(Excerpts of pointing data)
++++++++++++++++++++

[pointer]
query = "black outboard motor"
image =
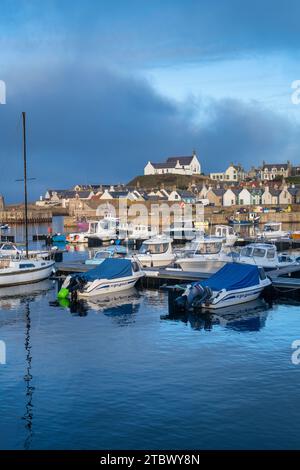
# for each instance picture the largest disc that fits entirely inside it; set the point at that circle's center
(193, 296)
(76, 283)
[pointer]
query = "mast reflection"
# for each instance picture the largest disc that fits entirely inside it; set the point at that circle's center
(28, 415)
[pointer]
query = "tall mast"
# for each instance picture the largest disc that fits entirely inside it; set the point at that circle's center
(25, 181)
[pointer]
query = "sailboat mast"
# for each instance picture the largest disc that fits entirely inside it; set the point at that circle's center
(25, 182)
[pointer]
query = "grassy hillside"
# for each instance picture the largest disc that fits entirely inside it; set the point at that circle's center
(155, 181)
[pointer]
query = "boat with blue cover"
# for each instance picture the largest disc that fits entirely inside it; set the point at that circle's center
(233, 284)
(113, 251)
(59, 238)
(113, 275)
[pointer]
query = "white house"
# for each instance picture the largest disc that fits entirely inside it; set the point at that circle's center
(285, 197)
(244, 197)
(229, 198)
(185, 196)
(175, 165)
(231, 174)
(274, 170)
(270, 196)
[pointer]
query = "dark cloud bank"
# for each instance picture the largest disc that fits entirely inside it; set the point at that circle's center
(103, 127)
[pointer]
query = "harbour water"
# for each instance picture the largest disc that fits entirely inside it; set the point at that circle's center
(120, 373)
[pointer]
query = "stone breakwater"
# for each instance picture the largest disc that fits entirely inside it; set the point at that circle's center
(17, 216)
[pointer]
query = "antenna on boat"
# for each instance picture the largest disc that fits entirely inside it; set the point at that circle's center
(25, 181)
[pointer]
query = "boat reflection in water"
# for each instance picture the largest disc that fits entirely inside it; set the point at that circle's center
(123, 304)
(249, 317)
(18, 300)
(13, 297)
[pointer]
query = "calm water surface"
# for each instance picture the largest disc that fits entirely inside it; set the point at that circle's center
(120, 373)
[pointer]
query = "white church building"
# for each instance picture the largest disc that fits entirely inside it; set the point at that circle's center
(177, 165)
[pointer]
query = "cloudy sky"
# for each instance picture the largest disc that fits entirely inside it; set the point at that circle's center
(110, 84)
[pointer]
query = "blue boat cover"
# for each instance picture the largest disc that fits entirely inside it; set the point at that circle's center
(111, 268)
(119, 249)
(233, 276)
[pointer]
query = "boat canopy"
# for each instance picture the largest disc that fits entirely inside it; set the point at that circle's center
(233, 276)
(111, 268)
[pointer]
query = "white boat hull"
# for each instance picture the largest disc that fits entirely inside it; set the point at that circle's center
(209, 266)
(109, 286)
(155, 261)
(15, 277)
(236, 297)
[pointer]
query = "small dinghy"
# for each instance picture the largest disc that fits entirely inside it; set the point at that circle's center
(232, 285)
(113, 275)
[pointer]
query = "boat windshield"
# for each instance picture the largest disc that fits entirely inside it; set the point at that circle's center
(247, 251)
(93, 227)
(103, 255)
(272, 228)
(206, 248)
(154, 248)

++++++++++++++++++++

Count how many lines of the records contain the string "cover", treating uppercase and lowercase as different. Reply with the number alone.

2